EXERCISE: Include the line containing "# locate rooftop: put a pin on each instance." and every line after it up to the end of the material below; reproduce them exactly and drop the pictures.

DATA SHOWN:
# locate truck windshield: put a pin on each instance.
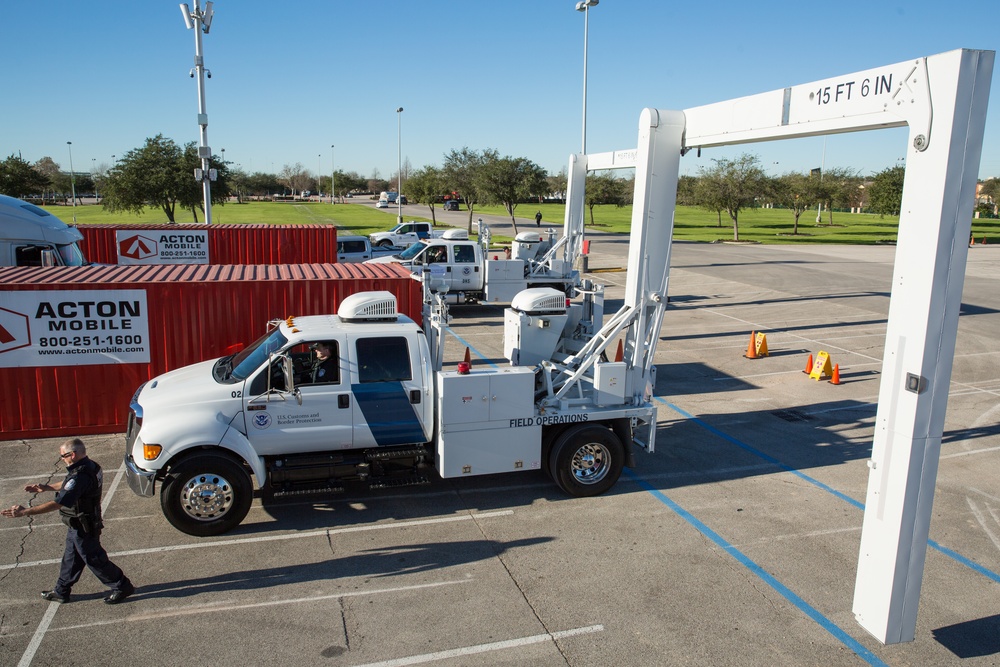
(71, 255)
(250, 359)
(413, 251)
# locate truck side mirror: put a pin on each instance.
(288, 371)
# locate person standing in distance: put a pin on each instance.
(78, 499)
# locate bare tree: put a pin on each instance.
(738, 182)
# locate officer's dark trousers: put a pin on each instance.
(83, 549)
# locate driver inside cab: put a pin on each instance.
(325, 365)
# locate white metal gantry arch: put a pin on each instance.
(942, 99)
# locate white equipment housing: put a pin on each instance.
(942, 99)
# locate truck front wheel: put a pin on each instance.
(586, 460)
(205, 495)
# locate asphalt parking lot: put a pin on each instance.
(736, 543)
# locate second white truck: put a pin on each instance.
(467, 271)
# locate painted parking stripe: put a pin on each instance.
(762, 574)
(229, 606)
(484, 648)
(971, 564)
(280, 538)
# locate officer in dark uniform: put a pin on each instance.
(325, 367)
(78, 499)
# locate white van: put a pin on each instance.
(31, 236)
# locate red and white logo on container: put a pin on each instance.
(137, 247)
(14, 330)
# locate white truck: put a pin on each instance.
(388, 414)
(406, 233)
(31, 236)
(467, 271)
(357, 249)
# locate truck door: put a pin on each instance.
(278, 423)
(464, 273)
(391, 407)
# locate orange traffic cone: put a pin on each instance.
(751, 348)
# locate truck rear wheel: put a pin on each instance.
(205, 495)
(586, 460)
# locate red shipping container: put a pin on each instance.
(193, 313)
(227, 244)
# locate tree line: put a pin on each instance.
(161, 174)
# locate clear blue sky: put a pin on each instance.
(290, 79)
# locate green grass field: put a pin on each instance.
(691, 224)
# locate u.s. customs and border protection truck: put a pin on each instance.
(390, 415)
(31, 236)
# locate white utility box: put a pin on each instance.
(487, 422)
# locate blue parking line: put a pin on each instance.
(976, 567)
(469, 345)
(803, 606)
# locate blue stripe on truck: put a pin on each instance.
(388, 412)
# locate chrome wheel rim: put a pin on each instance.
(591, 463)
(206, 497)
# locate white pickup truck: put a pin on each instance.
(356, 249)
(471, 273)
(406, 233)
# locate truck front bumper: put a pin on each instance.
(141, 482)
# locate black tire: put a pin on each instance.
(207, 494)
(586, 460)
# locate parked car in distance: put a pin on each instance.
(353, 249)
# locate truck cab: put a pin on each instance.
(453, 261)
(203, 430)
(31, 236)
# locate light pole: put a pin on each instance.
(399, 165)
(584, 6)
(72, 178)
(201, 20)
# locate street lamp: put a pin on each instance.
(399, 165)
(584, 6)
(201, 20)
(72, 178)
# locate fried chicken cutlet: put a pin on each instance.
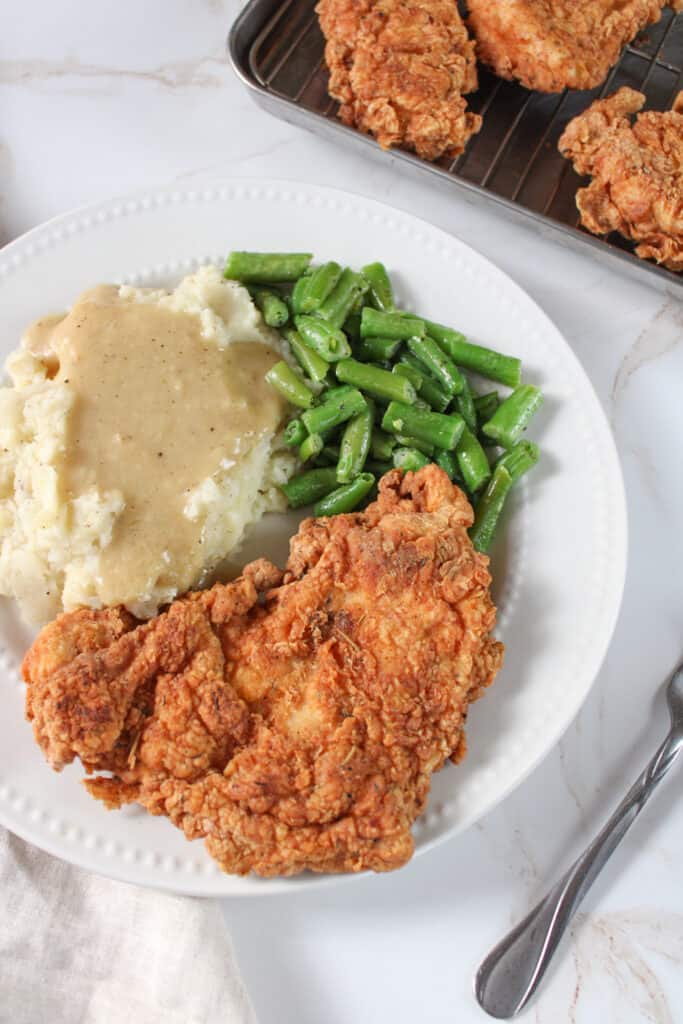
(637, 170)
(551, 45)
(399, 69)
(293, 720)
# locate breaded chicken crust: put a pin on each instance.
(398, 69)
(293, 720)
(551, 45)
(637, 170)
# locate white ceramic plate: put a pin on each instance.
(559, 566)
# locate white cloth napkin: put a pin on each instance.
(76, 948)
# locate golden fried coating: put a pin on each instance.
(399, 69)
(551, 45)
(293, 720)
(637, 170)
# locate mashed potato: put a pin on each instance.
(137, 442)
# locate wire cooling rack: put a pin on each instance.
(276, 48)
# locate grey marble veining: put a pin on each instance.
(99, 101)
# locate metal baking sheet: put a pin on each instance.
(276, 48)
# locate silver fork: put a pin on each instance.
(513, 970)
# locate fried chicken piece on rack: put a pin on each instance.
(637, 170)
(399, 69)
(293, 720)
(551, 45)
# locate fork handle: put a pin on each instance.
(512, 971)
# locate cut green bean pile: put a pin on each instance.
(379, 387)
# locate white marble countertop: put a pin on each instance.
(100, 98)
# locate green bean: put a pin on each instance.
(273, 308)
(329, 456)
(521, 457)
(295, 433)
(488, 509)
(375, 381)
(283, 378)
(298, 294)
(312, 365)
(352, 327)
(511, 418)
(472, 461)
(309, 486)
(410, 459)
(310, 448)
(354, 445)
(433, 393)
(485, 404)
(442, 431)
(486, 361)
(328, 341)
(382, 444)
(436, 397)
(346, 498)
(375, 324)
(377, 349)
(321, 283)
(406, 440)
(336, 391)
(402, 370)
(265, 268)
(378, 468)
(465, 406)
(381, 294)
(335, 410)
(341, 300)
(445, 372)
(447, 462)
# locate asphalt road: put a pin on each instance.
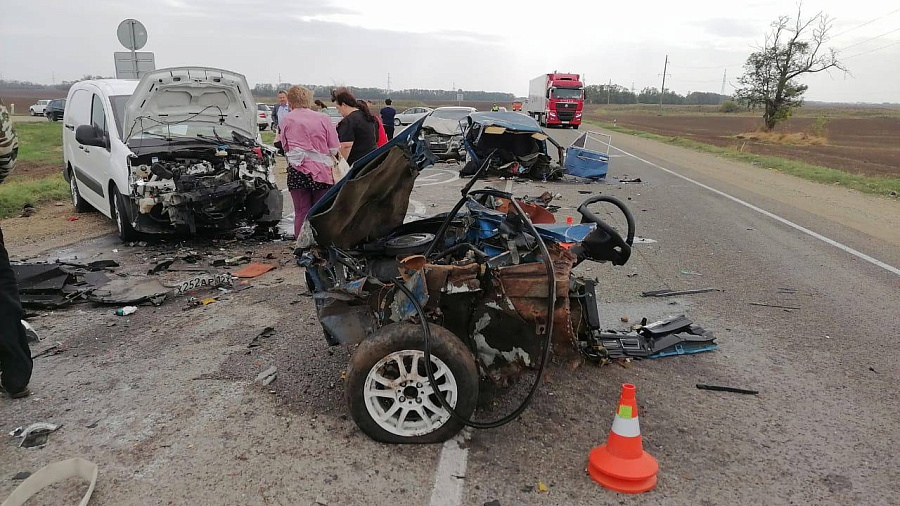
(179, 419)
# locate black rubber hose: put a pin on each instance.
(545, 351)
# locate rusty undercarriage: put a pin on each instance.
(434, 304)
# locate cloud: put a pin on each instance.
(732, 28)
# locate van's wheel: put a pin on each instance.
(77, 202)
(388, 391)
(118, 205)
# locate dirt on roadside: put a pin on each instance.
(50, 228)
(866, 146)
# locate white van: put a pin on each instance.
(178, 150)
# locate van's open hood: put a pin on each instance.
(197, 94)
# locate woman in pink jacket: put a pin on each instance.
(310, 141)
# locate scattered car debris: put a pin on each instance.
(30, 334)
(125, 311)
(28, 210)
(774, 305)
(267, 376)
(35, 434)
(241, 259)
(51, 474)
(670, 293)
(161, 266)
(266, 333)
(675, 336)
(254, 270)
(719, 388)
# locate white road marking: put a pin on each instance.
(434, 177)
(418, 207)
(451, 471)
(832, 242)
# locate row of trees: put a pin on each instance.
(269, 90)
(615, 94)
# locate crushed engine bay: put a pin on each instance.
(204, 187)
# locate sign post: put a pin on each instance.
(133, 35)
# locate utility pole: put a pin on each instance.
(724, 75)
(663, 90)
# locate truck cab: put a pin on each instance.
(556, 99)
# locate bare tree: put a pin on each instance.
(792, 48)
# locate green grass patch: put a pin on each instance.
(40, 142)
(15, 194)
(817, 173)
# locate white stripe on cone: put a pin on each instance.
(626, 427)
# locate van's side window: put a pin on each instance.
(98, 115)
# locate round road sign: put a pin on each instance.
(132, 34)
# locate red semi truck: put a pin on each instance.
(556, 99)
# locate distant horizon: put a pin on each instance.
(805, 102)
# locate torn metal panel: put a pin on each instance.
(526, 286)
(369, 206)
(402, 308)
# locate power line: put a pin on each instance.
(871, 51)
(873, 38)
(866, 23)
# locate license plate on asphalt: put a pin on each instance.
(204, 281)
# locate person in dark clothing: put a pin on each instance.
(15, 356)
(358, 131)
(387, 118)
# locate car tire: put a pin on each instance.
(80, 205)
(411, 420)
(127, 233)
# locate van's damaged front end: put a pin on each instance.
(198, 163)
(204, 187)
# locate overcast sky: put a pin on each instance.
(472, 44)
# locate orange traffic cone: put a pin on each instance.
(621, 464)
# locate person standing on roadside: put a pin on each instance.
(387, 118)
(310, 141)
(382, 136)
(280, 109)
(358, 131)
(15, 356)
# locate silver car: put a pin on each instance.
(411, 115)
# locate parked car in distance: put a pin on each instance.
(334, 114)
(55, 109)
(38, 108)
(265, 116)
(177, 151)
(411, 115)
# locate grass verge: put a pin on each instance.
(15, 194)
(817, 173)
(40, 142)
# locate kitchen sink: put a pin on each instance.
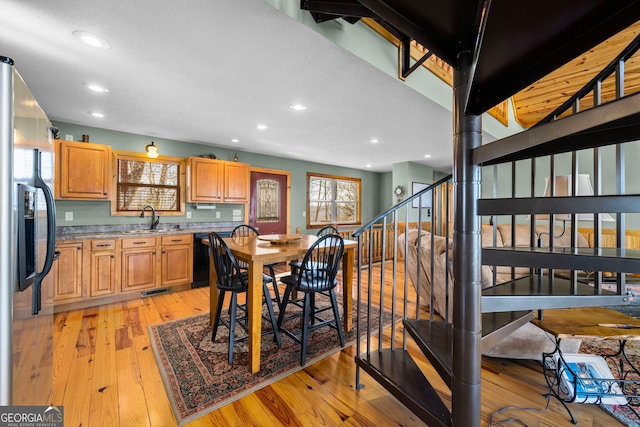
(145, 231)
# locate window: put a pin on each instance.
(141, 181)
(332, 200)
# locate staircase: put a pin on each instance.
(529, 157)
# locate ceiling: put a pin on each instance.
(211, 71)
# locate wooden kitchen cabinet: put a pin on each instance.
(205, 180)
(83, 171)
(67, 272)
(177, 259)
(217, 181)
(103, 268)
(236, 182)
(138, 259)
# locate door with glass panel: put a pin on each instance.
(268, 206)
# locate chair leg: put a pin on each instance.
(305, 327)
(336, 313)
(285, 301)
(274, 282)
(272, 315)
(232, 325)
(218, 312)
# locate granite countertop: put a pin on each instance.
(131, 230)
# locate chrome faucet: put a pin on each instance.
(154, 220)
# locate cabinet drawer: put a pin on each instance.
(103, 245)
(138, 242)
(178, 239)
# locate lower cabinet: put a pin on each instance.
(138, 258)
(67, 272)
(94, 269)
(177, 260)
(103, 268)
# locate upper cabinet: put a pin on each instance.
(83, 171)
(217, 181)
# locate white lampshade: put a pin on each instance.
(563, 188)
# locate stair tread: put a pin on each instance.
(435, 337)
(610, 123)
(541, 292)
(571, 258)
(400, 375)
(542, 285)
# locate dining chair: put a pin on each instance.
(327, 229)
(245, 230)
(317, 274)
(231, 278)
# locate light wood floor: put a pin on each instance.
(105, 374)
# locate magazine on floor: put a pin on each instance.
(591, 378)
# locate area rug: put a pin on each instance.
(196, 373)
(626, 414)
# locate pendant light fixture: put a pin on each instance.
(152, 150)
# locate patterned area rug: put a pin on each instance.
(198, 378)
(626, 414)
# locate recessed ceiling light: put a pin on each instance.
(91, 39)
(95, 88)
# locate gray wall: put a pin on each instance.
(98, 213)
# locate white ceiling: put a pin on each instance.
(207, 71)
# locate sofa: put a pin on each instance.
(529, 341)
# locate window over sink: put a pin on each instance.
(141, 181)
(332, 200)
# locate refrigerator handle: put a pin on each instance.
(51, 233)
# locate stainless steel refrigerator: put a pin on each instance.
(27, 244)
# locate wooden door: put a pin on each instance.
(138, 269)
(103, 273)
(83, 171)
(177, 264)
(68, 273)
(205, 180)
(268, 205)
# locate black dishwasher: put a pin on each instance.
(201, 258)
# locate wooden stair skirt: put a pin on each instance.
(398, 373)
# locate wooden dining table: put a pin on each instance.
(257, 251)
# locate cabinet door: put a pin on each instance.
(68, 272)
(138, 269)
(177, 264)
(103, 273)
(205, 180)
(236, 182)
(83, 171)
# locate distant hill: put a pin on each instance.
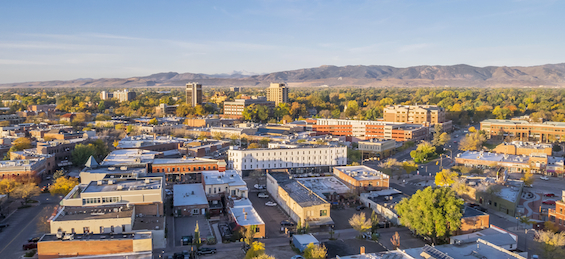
(551, 75)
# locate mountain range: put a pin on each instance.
(550, 75)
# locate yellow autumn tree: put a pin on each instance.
(63, 185)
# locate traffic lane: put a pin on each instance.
(24, 224)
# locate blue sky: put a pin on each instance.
(60, 40)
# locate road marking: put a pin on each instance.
(20, 232)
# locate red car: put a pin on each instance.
(29, 246)
(549, 202)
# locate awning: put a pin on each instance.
(321, 222)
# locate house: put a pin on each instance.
(189, 199)
(302, 241)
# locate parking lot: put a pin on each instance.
(185, 226)
(272, 216)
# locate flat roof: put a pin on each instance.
(362, 173)
(97, 213)
(189, 194)
(229, 177)
(480, 249)
(88, 237)
(240, 208)
(324, 185)
(152, 183)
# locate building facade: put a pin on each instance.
(193, 94)
(299, 159)
(278, 93)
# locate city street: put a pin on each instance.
(24, 224)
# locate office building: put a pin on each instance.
(277, 93)
(371, 129)
(235, 108)
(427, 115)
(292, 158)
(193, 94)
(548, 131)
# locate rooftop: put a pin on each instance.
(153, 183)
(230, 177)
(244, 207)
(98, 213)
(147, 140)
(189, 194)
(480, 249)
(362, 173)
(324, 185)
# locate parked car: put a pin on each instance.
(206, 250)
(548, 202)
(287, 223)
(29, 246)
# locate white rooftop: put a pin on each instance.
(362, 173)
(189, 194)
(321, 185)
(240, 208)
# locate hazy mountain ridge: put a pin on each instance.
(375, 75)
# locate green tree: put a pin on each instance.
(432, 212)
(360, 223)
(315, 251)
(257, 249)
(445, 178)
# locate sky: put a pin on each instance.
(63, 40)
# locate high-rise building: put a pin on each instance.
(193, 94)
(277, 93)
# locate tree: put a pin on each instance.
(63, 185)
(409, 166)
(81, 153)
(359, 223)
(423, 152)
(8, 185)
(528, 178)
(446, 177)
(472, 141)
(249, 234)
(432, 212)
(58, 173)
(196, 239)
(315, 251)
(552, 243)
(256, 250)
(26, 191)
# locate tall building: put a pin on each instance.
(193, 94)
(277, 93)
(427, 115)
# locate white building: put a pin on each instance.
(308, 156)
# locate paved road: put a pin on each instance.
(24, 224)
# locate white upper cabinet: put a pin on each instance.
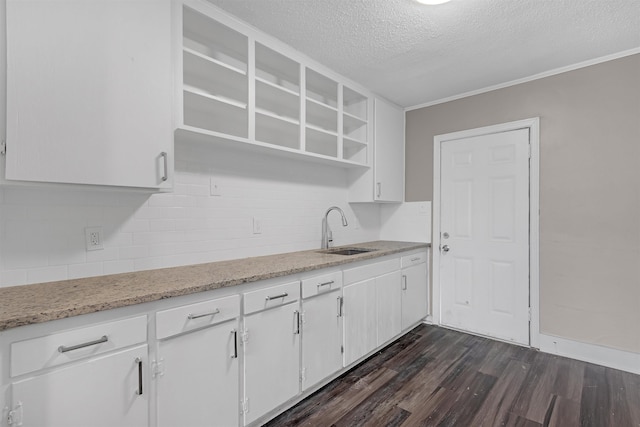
(89, 98)
(243, 89)
(385, 181)
(389, 152)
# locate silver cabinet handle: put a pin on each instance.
(139, 362)
(64, 349)
(296, 316)
(197, 316)
(282, 295)
(330, 282)
(234, 355)
(166, 166)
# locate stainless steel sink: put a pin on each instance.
(346, 251)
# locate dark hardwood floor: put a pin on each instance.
(438, 377)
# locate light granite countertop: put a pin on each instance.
(43, 302)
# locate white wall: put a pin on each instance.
(42, 229)
(409, 221)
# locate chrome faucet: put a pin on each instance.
(327, 235)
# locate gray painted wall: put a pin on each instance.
(589, 190)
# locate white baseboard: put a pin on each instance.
(605, 356)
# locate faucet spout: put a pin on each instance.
(327, 236)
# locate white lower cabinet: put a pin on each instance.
(226, 358)
(197, 369)
(271, 348)
(372, 307)
(360, 320)
(388, 307)
(414, 289)
(101, 392)
(321, 328)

OUTPUT:
# locate rooftop: put a pin on each instance.
(153, 183)
(230, 177)
(244, 207)
(98, 213)
(147, 140)
(189, 194)
(480, 249)
(362, 173)
(324, 185)
# locate parked car: put a pin on each instance.
(206, 250)
(548, 202)
(287, 223)
(29, 246)
# locate white rooftop: put a pin on each instance.
(362, 173)
(189, 194)
(321, 185)
(240, 208)
# locate hazy mountain ridge: put a pin on each instance.
(375, 75)
# locate green tree: put a pin on each instance.
(432, 212)
(360, 223)
(315, 251)
(257, 249)
(445, 178)
# locate sky: put a pin on each instance.
(63, 40)
# locate high-rise building: put a pin on each instance.
(193, 94)
(277, 93)
# locate tree: put a pin on each instance.
(63, 185)
(409, 166)
(81, 153)
(359, 223)
(423, 152)
(8, 185)
(528, 178)
(446, 177)
(472, 141)
(249, 234)
(432, 212)
(58, 173)
(196, 239)
(315, 251)
(552, 243)
(256, 250)
(26, 191)
# locate tall building: put a pin on each instance.
(193, 94)
(277, 93)
(427, 115)
# locate white building: put a pin on each instance.
(308, 156)
# locate paved road: put a pin on each instance.
(24, 224)
# locate white upper cabinet: put a pin on each instance.
(89, 98)
(243, 89)
(385, 181)
(389, 152)
# locate silver cabinet handle: put a pin on each instance.
(139, 362)
(64, 349)
(296, 316)
(197, 316)
(282, 295)
(330, 282)
(234, 355)
(166, 166)
# locate stainless steel sink: put a pin on each instance.
(346, 251)
# locate dark hardwood floor: put a pin on each instance.
(438, 377)
# locate light granite countertop: put a pin on each instance.
(43, 302)
# locate white wall: put a pin on each instance.
(42, 229)
(409, 221)
# locate chrome faucet: put a pin on each instance.
(327, 235)
# locate gray painted wall: put a pin on each instance.
(589, 190)
# locate white baseboard: put a pin on each instance.
(605, 356)
# locate faucet spout: put a pin on each instance.
(327, 236)
# locate white lower cabinet: put a pin on each instance.
(226, 358)
(197, 369)
(271, 348)
(372, 307)
(360, 320)
(388, 307)
(414, 289)
(101, 392)
(321, 328)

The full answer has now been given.